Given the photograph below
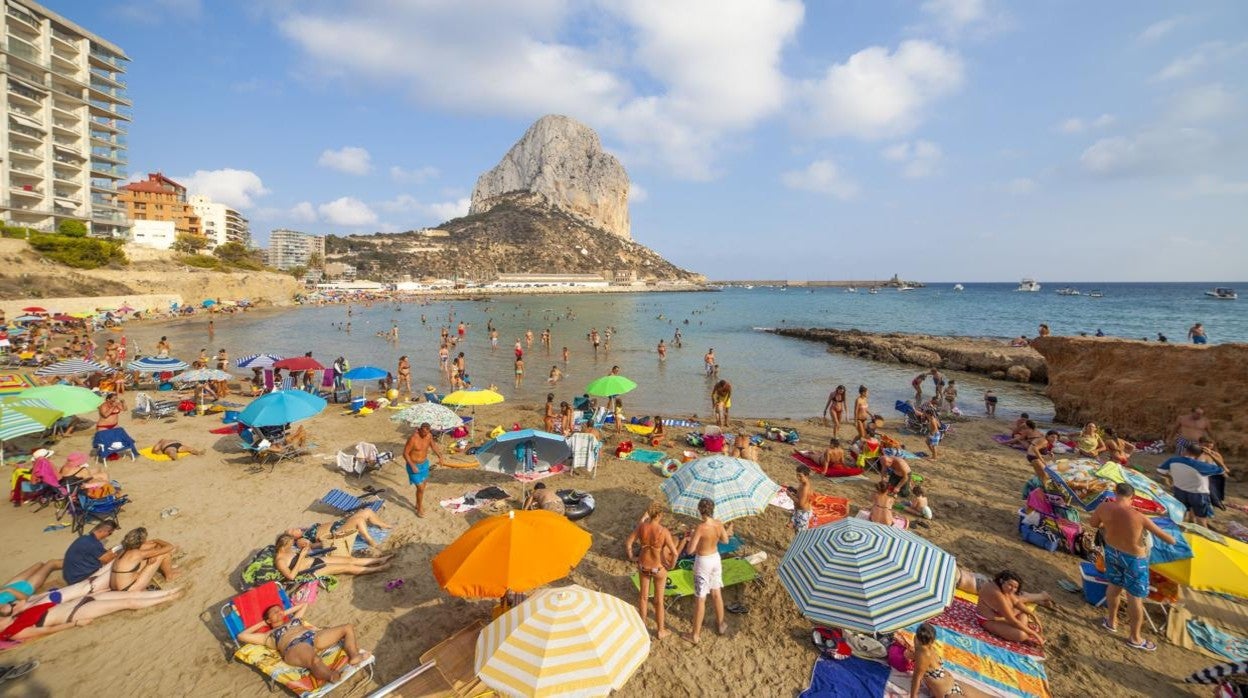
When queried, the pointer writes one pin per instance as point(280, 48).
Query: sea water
point(771, 376)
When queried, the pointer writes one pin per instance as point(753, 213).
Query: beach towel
point(833, 470)
point(846, 678)
point(960, 616)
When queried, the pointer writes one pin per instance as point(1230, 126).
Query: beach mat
point(830, 471)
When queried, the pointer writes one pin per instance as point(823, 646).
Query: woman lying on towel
point(930, 668)
point(292, 561)
point(301, 643)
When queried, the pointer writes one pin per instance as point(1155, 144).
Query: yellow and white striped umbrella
point(568, 641)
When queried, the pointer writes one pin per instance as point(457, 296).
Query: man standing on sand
point(1126, 561)
point(658, 551)
point(1189, 428)
point(416, 455)
point(801, 501)
point(708, 567)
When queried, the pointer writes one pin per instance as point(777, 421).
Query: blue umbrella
point(281, 407)
point(519, 451)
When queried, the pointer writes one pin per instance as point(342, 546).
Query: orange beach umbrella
point(517, 551)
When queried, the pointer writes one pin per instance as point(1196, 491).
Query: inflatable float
point(575, 505)
point(830, 471)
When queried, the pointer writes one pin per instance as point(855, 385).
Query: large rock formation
point(563, 162)
point(1141, 387)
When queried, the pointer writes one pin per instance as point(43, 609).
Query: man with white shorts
point(708, 567)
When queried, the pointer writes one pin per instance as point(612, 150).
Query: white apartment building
point(220, 222)
point(288, 249)
point(63, 141)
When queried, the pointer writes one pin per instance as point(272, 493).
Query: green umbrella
point(70, 400)
point(609, 386)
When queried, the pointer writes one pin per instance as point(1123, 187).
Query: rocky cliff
point(562, 161)
point(1141, 387)
point(991, 357)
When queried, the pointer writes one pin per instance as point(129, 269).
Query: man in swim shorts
point(1126, 561)
point(416, 456)
point(708, 567)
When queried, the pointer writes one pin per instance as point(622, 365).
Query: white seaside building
point(64, 135)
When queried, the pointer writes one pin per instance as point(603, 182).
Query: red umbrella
point(300, 363)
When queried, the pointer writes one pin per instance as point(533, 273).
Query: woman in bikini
point(140, 561)
point(835, 407)
point(658, 552)
point(291, 561)
point(301, 643)
point(930, 668)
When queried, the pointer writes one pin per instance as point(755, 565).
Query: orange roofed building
point(160, 199)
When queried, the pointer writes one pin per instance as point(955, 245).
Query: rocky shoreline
point(975, 355)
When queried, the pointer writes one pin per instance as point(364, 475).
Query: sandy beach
point(226, 512)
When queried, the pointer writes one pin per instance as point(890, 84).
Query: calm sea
point(771, 376)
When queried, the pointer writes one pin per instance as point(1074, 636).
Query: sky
point(942, 140)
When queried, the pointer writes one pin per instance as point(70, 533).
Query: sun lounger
point(246, 609)
point(444, 669)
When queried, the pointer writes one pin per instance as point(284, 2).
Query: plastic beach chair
point(246, 609)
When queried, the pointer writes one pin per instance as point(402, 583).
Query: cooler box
point(1093, 583)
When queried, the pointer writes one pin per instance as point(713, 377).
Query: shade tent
point(518, 551)
point(563, 642)
point(867, 577)
point(738, 487)
point(281, 407)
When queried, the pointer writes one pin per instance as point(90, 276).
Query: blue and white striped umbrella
point(867, 577)
point(157, 365)
point(71, 367)
point(257, 361)
point(738, 487)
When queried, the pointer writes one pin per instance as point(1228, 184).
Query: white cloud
point(413, 176)
point(824, 177)
point(917, 160)
point(350, 160)
point(705, 69)
point(1204, 56)
point(1158, 29)
point(1076, 125)
point(1155, 151)
point(637, 194)
point(347, 211)
point(1206, 103)
point(237, 189)
point(876, 94)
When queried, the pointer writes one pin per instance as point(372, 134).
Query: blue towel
point(846, 678)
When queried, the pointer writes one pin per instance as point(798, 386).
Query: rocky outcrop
point(991, 357)
point(1141, 387)
point(562, 161)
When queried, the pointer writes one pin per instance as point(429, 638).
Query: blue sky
point(955, 140)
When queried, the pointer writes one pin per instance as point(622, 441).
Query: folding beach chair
point(444, 669)
point(246, 609)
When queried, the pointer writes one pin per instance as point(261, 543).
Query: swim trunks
point(418, 473)
point(1127, 571)
point(708, 575)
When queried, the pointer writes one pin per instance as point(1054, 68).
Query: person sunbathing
point(291, 561)
point(300, 643)
point(55, 616)
point(174, 448)
point(139, 562)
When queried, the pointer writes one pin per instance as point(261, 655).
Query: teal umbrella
point(609, 386)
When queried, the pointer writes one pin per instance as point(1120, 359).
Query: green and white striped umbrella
point(867, 577)
point(738, 487)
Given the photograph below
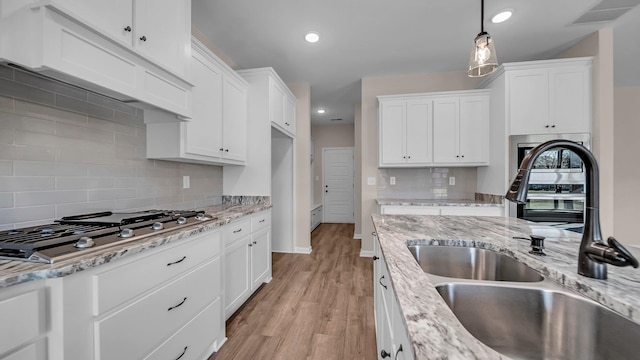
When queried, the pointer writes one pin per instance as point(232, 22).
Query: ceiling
point(370, 38)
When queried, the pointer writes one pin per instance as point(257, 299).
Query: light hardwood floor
point(318, 306)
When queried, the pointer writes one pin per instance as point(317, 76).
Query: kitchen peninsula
point(433, 330)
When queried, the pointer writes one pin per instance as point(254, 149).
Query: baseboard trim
point(305, 250)
point(366, 253)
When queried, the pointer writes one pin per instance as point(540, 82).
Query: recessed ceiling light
point(503, 15)
point(312, 37)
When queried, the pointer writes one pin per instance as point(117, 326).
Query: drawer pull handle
point(182, 302)
point(380, 281)
point(183, 352)
point(177, 262)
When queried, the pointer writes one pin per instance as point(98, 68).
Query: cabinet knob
point(380, 282)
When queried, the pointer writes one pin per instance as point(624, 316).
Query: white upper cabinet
point(282, 107)
point(131, 50)
point(158, 30)
point(434, 129)
point(217, 133)
point(405, 132)
point(546, 97)
point(461, 130)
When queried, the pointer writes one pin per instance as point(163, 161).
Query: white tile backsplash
point(66, 151)
point(427, 183)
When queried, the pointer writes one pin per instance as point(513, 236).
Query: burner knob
point(84, 242)
point(126, 233)
point(157, 226)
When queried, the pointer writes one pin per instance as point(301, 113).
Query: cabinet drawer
point(136, 330)
point(236, 230)
point(34, 351)
point(115, 286)
point(191, 342)
point(23, 315)
point(261, 221)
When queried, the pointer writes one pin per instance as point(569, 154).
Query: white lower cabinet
point(26, 316)
point(247, 258)
point(391, 331)
point(442, 210)
point(145, 306)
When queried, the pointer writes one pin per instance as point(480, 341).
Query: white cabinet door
point(392, 115)
point(234, 127)
point(112, 18)
point(290, 114)
point(202, 133)
point(260, 258)
point(162, 32)
point(237, 282)
point(474, 130)
point(418, 132)
point(569, 100)
point(445, 129)
point(528, 101)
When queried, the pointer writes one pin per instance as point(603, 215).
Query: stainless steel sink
point(529, 323)
point(471, 263)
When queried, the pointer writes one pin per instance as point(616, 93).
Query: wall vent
point(607, 11)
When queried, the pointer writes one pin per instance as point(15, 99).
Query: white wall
point(627, 164)
point(600, 46)
point(66, 151)
point(302, 92)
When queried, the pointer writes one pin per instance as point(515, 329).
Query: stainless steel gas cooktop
point(76, 235)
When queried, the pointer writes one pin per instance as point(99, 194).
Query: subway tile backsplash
point(67, 151)
point(427, 183)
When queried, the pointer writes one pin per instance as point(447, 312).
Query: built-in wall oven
point(556, 187)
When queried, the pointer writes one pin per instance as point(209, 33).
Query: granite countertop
point(432, 327)
point(437, 202)
point(16, 272)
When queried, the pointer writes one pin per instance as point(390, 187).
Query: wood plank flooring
point(318, 306)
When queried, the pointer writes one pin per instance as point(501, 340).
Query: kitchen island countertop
point(437, 202)
point(433, 329)
point(16, 272)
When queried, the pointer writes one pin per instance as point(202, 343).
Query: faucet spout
point(594, 253)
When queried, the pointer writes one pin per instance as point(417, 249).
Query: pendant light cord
point(481, 16)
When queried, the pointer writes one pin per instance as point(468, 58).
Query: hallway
point(318, 306)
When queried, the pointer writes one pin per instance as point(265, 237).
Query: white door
point(337, 174)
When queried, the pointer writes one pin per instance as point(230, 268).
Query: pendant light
point(483, 60)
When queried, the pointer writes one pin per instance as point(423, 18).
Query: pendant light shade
point(483, 60)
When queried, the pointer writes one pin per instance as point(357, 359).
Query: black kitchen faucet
point(594, 253)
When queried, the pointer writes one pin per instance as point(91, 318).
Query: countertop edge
point(18, 272)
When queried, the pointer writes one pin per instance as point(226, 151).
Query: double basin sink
point(513, 309)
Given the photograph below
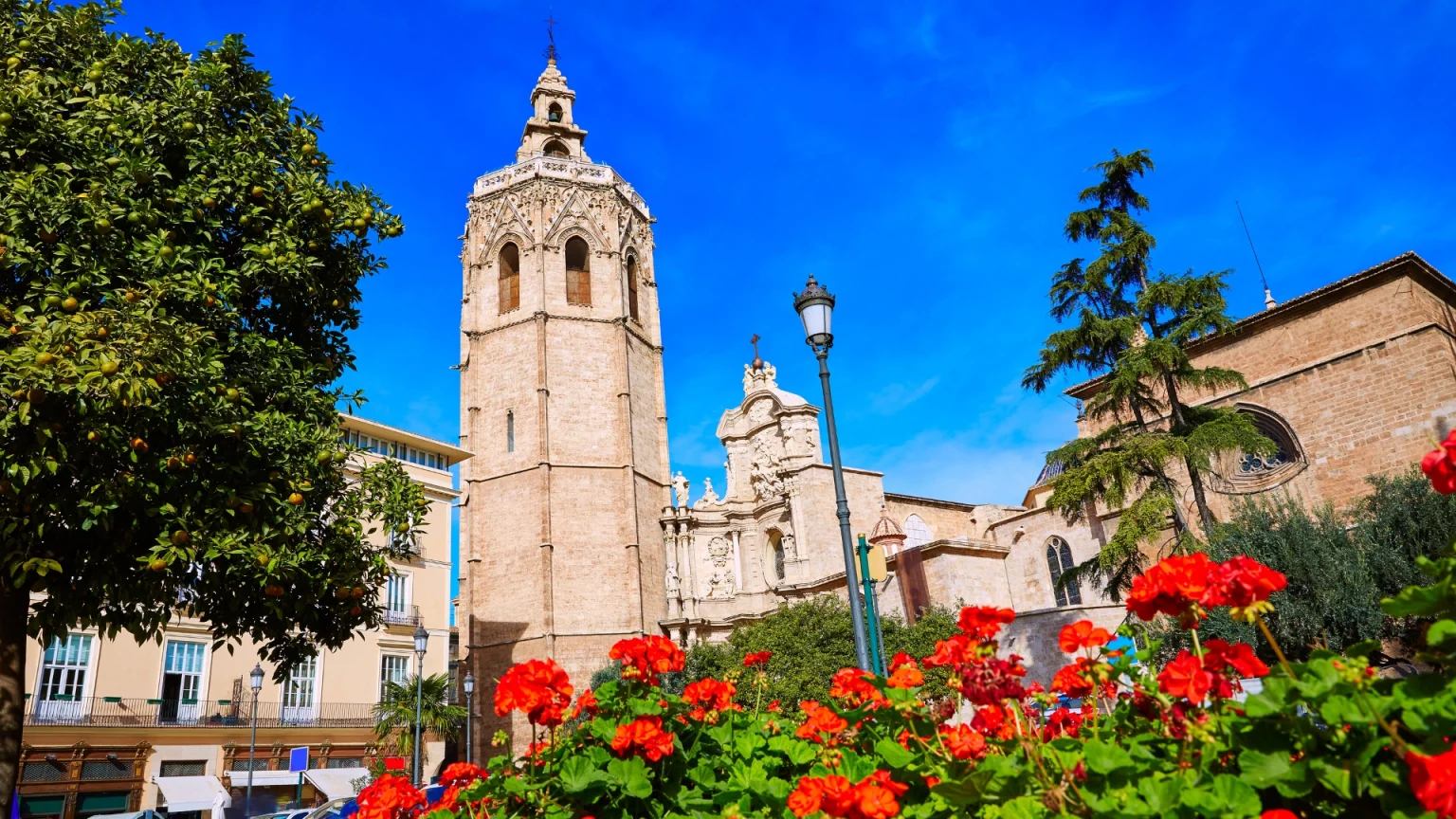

> **課題**
「as point(501, 340).」を含む行から資料の最後の行までを、両端も含めてJSONの文字列リストに書き表しなさい。1行を1つの文字列とし、空行と画像は解答から除くこと。

> **解答**
[
  "When queried, the pointer writes one pin per instance as point(501, 340).",
  "Query: kitchen island countertop",
  "point(437, 202)",
  "point(433, 329)",
  "point(16, 272)",
  "When queried, the pointer writes one pin per instance as point(202, 343).",
  "Query: faucet spout",
  "point(594, 253)",
  "When queried, the pointer writes one pin per instance as point(417, 249).",
  "Query: pendant light cord",
  "point(481, 16)",
  "When queried, the pointer writes one pin per instance as point(468, 58).",
  "Query: hallway",
  "point(318, 306)",
  "When queried, the pointer writes one pin per instance as point(265, 237).",
  "Query: white door",
  "point(337, 174)",
  "When queried, the pointer writes one pin per instance as point(230, 268).",
  "Query: pendant light",
  "point(483, 60)",
  "When queried, the pointer writes one pin per instance as point(423, 18).",
  "Query: pendant light shade",
  "point(483, 60)",
  "When queried, the pointer writes one pin per instance as point(357, 359).",
  "Query: black kitchen faucet",
  "point(594, 253)",
  "When queried, the pointer writes one pin per instance as point(91, 318).",
  "Query: countertop edge",
  "point(18, 272)",
  "When queried, the pointer writes one pin per instance as point(226, 151).",
  "Query: double basin sink",
  "point(513, 309)",
  "Given the photograph below"
]